------ Input data
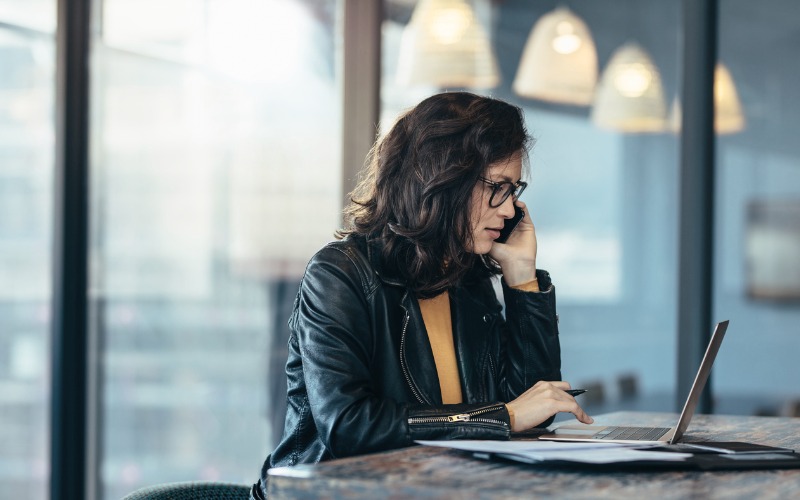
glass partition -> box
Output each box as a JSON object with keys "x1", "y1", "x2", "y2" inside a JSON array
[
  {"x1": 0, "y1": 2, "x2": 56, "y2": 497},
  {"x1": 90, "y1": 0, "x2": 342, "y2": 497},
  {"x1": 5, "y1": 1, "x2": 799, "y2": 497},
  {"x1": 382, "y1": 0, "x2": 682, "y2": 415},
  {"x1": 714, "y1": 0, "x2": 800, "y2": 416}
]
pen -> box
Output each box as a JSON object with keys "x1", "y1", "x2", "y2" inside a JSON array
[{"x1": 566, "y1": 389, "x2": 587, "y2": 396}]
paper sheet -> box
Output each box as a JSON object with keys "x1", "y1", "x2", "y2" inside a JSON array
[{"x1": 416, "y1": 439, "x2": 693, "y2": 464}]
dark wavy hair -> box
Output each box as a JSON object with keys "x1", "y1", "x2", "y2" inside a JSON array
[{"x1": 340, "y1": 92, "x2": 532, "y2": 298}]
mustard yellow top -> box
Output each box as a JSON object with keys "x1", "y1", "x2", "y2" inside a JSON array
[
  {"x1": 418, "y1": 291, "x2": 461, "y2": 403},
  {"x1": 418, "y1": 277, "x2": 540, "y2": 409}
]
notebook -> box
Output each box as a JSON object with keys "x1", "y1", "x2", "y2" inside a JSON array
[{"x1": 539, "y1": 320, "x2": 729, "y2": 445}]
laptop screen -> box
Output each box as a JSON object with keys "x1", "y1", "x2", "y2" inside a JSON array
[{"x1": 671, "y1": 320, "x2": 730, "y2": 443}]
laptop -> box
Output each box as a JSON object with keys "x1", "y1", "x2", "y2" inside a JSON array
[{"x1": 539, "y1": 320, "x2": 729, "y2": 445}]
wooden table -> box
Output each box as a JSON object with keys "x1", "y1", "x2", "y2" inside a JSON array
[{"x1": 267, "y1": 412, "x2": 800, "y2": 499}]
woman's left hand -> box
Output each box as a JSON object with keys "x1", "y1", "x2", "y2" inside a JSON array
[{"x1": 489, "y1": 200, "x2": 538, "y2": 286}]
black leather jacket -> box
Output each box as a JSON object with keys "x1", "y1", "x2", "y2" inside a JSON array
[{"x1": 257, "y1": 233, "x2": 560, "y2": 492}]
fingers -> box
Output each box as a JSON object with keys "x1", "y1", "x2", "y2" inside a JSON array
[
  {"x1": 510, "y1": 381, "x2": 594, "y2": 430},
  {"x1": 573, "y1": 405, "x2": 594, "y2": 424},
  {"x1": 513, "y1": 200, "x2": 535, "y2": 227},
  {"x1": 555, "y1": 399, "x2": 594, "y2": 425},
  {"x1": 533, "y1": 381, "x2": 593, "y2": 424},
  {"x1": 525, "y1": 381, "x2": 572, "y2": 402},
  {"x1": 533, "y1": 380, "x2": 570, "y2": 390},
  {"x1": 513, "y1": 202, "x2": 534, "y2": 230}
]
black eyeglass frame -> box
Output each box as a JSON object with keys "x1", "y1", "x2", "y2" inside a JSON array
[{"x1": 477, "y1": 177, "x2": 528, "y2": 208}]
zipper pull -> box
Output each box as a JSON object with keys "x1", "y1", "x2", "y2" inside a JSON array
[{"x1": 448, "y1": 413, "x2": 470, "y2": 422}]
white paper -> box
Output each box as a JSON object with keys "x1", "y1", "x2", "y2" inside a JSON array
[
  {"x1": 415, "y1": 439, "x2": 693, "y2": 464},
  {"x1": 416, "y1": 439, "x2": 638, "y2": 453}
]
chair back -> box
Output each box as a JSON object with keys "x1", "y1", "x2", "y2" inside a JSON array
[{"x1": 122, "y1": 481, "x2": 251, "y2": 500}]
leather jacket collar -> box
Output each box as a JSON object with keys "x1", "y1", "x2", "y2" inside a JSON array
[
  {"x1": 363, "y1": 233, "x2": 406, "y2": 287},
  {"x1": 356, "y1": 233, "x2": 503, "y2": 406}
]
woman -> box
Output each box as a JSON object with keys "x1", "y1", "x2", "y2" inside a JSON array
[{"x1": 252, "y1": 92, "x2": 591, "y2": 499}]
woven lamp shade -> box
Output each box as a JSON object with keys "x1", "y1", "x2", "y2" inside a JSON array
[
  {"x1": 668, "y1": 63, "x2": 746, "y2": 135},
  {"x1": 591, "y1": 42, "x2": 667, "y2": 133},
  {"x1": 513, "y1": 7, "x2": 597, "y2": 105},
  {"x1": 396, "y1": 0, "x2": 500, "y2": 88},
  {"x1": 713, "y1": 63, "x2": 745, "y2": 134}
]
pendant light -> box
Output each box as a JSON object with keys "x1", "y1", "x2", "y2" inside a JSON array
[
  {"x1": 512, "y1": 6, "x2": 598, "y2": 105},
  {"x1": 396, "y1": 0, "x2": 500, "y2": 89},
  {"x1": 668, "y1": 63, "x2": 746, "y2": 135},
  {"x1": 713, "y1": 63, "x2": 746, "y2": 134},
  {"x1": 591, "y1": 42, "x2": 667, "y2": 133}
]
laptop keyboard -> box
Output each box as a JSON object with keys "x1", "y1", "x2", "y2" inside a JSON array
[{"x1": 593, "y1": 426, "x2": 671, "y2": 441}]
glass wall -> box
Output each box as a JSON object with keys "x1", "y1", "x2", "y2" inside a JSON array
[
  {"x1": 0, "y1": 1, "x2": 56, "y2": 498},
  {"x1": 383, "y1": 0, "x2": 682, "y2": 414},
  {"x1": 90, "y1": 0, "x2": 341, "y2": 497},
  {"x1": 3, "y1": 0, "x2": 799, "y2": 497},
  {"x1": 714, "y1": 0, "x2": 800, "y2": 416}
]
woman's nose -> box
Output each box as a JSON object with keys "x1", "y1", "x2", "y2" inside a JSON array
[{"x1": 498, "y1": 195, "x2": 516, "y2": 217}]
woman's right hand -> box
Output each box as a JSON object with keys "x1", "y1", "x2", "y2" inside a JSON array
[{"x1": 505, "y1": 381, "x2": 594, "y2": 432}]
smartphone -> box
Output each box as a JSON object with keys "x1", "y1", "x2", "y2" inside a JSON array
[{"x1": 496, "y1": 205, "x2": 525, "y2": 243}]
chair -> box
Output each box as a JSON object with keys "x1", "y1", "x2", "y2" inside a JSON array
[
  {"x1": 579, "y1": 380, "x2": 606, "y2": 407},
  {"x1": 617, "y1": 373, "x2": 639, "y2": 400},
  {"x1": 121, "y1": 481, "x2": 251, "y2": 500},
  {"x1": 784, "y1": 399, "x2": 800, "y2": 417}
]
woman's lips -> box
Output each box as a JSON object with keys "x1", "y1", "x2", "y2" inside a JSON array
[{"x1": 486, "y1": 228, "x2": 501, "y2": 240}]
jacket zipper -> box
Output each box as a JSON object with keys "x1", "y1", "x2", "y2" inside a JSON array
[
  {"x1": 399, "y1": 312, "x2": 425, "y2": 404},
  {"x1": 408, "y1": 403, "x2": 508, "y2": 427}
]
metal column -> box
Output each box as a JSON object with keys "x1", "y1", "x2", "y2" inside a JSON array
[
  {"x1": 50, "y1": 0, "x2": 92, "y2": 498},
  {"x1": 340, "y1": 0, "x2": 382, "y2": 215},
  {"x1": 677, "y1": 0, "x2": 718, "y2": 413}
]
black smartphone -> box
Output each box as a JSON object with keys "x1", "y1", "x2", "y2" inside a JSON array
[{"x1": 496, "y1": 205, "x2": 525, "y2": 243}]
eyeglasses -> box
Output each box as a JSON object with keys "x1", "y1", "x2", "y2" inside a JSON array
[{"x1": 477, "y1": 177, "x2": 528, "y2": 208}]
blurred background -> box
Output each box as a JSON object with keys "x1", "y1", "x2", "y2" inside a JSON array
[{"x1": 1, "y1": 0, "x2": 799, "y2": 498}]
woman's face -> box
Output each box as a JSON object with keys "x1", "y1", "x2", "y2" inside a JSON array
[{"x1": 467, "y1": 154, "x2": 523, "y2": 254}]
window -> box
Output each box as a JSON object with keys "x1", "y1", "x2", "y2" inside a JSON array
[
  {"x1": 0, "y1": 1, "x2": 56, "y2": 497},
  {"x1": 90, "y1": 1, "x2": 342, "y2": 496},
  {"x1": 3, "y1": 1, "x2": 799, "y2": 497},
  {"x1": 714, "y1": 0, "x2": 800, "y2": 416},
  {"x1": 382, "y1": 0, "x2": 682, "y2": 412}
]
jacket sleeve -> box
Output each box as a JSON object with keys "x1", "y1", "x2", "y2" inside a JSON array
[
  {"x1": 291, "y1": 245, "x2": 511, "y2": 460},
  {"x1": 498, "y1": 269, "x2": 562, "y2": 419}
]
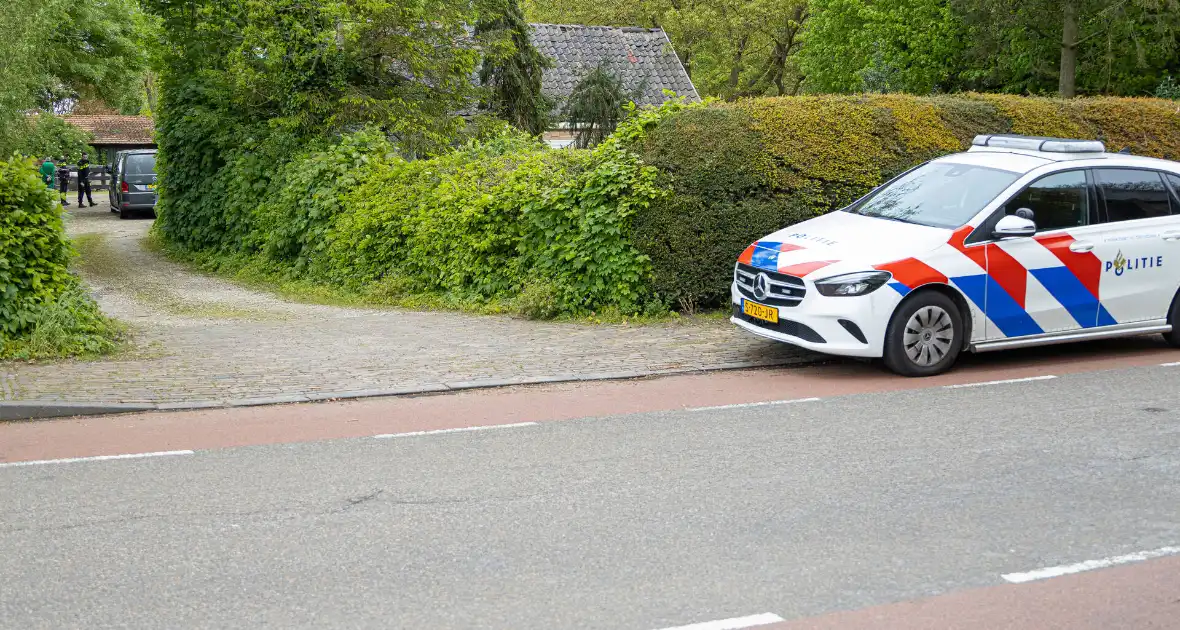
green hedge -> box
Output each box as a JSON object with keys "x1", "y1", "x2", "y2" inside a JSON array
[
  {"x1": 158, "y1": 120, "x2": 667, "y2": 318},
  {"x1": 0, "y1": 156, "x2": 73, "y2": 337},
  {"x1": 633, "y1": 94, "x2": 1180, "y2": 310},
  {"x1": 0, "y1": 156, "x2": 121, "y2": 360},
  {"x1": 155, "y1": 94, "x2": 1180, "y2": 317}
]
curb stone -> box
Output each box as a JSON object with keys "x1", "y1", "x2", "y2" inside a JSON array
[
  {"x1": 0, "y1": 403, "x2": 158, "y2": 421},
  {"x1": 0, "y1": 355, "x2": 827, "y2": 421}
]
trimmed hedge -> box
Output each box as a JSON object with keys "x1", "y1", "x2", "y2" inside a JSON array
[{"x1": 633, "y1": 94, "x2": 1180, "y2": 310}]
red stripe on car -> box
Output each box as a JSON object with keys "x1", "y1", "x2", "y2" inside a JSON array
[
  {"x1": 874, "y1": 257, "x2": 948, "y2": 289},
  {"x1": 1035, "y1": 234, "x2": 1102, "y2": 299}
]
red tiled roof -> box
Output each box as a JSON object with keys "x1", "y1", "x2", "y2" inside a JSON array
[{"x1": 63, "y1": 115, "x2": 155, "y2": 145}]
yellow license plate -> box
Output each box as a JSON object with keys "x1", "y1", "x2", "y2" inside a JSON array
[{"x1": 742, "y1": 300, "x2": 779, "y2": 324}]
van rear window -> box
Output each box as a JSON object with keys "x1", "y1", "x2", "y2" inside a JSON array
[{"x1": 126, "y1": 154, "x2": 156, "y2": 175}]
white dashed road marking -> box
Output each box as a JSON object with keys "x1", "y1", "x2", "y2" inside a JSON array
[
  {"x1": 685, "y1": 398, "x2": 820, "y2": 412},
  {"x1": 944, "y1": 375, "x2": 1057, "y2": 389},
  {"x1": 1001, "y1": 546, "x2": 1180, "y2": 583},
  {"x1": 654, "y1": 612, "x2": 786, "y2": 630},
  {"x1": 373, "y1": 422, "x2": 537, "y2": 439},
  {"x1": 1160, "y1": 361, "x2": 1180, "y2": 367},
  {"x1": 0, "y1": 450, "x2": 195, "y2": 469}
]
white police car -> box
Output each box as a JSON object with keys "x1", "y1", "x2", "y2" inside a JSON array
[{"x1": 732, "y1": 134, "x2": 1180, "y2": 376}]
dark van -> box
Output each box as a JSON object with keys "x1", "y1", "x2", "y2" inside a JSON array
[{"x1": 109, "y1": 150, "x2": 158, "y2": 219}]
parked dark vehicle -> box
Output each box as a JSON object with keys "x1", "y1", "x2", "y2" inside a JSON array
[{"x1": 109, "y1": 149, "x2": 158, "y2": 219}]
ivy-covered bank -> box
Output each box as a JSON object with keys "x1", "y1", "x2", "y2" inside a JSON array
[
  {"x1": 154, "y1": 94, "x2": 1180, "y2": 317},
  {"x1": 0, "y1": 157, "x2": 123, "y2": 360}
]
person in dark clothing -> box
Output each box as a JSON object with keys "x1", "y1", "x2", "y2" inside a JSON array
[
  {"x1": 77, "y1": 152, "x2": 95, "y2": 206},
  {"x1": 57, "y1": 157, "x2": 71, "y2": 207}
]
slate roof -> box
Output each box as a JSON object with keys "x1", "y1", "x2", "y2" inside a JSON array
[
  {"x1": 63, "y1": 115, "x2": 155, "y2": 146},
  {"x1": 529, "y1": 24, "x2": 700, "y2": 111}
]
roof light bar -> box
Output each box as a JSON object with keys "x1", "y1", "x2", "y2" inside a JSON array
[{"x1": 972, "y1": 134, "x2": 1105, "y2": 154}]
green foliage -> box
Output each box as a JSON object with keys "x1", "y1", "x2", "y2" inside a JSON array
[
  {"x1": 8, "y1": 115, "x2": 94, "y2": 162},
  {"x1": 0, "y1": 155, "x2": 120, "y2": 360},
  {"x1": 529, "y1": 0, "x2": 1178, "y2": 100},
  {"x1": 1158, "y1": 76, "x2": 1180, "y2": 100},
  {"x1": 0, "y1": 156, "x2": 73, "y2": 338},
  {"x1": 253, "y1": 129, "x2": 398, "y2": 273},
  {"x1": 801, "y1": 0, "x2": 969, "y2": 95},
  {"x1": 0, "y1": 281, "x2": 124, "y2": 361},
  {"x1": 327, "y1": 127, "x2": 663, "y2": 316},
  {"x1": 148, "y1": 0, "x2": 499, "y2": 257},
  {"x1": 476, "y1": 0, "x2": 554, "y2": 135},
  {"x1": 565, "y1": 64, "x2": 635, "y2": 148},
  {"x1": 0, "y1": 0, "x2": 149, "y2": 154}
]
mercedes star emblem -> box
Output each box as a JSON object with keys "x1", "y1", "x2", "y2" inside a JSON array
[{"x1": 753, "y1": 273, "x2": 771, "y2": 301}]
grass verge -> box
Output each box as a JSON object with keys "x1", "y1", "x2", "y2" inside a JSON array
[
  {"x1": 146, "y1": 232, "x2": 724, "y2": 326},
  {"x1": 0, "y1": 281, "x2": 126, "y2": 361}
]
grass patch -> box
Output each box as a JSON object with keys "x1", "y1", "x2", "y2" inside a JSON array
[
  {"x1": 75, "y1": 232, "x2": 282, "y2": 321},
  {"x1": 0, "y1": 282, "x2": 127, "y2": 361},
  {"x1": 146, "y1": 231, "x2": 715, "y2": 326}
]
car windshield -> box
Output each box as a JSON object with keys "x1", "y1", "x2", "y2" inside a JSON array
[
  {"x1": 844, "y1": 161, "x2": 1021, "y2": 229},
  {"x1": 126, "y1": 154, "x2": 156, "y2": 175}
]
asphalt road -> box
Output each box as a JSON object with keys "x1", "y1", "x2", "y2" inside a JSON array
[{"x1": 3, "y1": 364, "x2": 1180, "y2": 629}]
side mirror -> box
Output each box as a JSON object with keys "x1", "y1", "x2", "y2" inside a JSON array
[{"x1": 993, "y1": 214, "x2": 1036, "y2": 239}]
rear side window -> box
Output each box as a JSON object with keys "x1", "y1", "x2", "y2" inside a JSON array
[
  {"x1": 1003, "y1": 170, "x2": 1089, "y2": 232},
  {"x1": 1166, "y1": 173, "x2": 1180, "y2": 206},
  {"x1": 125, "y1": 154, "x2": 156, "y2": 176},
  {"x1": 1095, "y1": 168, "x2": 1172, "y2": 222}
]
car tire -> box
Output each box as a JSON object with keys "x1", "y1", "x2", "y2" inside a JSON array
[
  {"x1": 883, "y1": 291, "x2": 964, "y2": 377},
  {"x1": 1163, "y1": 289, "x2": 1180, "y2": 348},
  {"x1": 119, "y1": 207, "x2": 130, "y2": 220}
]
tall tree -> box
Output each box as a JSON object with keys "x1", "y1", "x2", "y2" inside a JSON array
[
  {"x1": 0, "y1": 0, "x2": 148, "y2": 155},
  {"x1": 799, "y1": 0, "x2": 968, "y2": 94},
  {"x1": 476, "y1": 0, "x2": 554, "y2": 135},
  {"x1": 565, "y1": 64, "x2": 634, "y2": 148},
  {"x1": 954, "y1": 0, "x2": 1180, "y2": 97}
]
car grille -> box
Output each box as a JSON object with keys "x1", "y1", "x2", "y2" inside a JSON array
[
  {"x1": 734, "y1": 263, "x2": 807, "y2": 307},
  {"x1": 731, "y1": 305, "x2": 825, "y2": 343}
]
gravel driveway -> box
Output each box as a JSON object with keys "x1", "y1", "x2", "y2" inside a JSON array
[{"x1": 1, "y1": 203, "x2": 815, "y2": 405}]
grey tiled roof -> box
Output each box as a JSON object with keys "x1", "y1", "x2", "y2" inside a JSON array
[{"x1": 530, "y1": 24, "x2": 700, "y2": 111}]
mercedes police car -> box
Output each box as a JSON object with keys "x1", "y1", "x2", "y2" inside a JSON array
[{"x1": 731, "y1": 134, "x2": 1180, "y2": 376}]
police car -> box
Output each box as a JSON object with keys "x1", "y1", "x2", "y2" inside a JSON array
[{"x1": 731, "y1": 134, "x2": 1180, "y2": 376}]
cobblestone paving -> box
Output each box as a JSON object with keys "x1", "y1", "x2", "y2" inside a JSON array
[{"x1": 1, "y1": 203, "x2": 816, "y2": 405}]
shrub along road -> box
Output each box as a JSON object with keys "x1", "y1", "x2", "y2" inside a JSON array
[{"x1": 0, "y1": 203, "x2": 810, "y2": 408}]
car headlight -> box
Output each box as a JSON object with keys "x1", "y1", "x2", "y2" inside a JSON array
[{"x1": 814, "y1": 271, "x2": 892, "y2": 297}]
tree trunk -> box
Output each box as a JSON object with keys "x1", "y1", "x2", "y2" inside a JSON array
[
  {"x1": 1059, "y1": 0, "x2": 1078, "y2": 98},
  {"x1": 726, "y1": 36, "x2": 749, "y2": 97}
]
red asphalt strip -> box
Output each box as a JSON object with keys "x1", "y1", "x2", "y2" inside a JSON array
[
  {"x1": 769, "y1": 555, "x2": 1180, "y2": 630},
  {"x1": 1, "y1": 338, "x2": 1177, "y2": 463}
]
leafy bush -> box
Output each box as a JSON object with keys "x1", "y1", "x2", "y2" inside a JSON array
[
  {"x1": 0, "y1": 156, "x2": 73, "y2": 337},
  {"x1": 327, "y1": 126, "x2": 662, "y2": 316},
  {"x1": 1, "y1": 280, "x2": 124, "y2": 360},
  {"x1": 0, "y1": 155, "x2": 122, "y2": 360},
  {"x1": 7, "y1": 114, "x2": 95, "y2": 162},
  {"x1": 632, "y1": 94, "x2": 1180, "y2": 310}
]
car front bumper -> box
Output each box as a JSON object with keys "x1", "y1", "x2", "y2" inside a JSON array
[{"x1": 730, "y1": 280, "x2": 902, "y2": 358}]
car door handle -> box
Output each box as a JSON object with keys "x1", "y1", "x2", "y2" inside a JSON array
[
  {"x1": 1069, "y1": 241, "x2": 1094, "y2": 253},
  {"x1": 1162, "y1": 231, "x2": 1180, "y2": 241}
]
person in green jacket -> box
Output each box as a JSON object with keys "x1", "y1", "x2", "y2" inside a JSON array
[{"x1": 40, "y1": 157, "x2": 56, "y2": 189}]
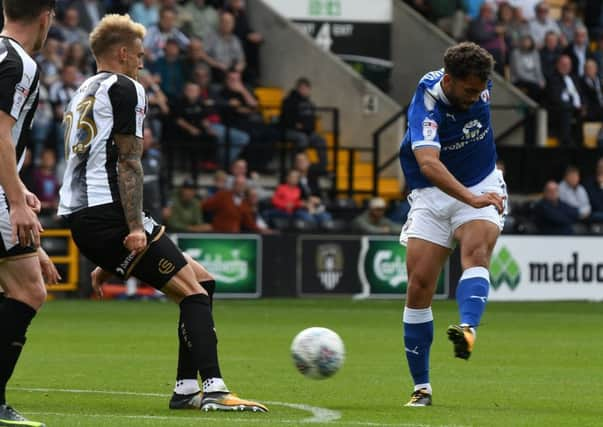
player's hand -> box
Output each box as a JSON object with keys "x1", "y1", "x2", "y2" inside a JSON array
------------
▸ Task objective: Exactly the lines from the start of the entries above through the line with "laptop screen -> box" should be reproduced, and nothing else; drop the pictures.

▸ Finished exercise:
glass partition -> box
Output each box as a JSON object with keys "x1", "y1", "x2", "y2" inside a JSON array
[
  {"x1": 0, "y1": 2, "x2": 56, "y2": 497},
  {"x1": 90, "y1": 0, "x2": 342, "y2": 497},
  {"x1": 5, "y1": 1, "x2": 799, "y2": 497},
  {"x1": 382, "y1": 0, "x2": 682, "y2": 415},
  {"x1": 714, "y1": 0, "x2": 800, "y2": 416}
]
pen -> box
Output each box as a JSON object with keys "x1", "y1", "x2", "y2" inside a JSON array
[{"x1": 566, "y1": 389, "x2": 587, "y2": 396}]
paper sheet -> box
Output each box as a JSON object with keys "x1", "y1", "x2", "y2" inside a JSON array
[{"x1": 416, "y1": 439, "x2": 693, "y2": 464}]
dark wavy hair -> box
Output each box as a JSON object with keys "x1", "y1", "x2", "y2" inside a JSON array
[{"x1": 340, "y1": 92, "x2": 532, "y2": 298}]
mustard yellow top -> box
Output each box as a JSON object with keys "x1", "y1", "x2", "y2" inside a JSON array
[
  {"x1": 418, "y1": 291, "x2": 461, "y2": 403},
  {"x1": 418, "y1": 277, "x2": 540, "y2": 409}
]
notebook -> box
Output each box as a JSON object with keys "x1", "y1", "x2", "y2" inside a JSON array
[{"x1": 539, "y1": 320, "x2": 729, "y2": 445}]
laptop screen -> box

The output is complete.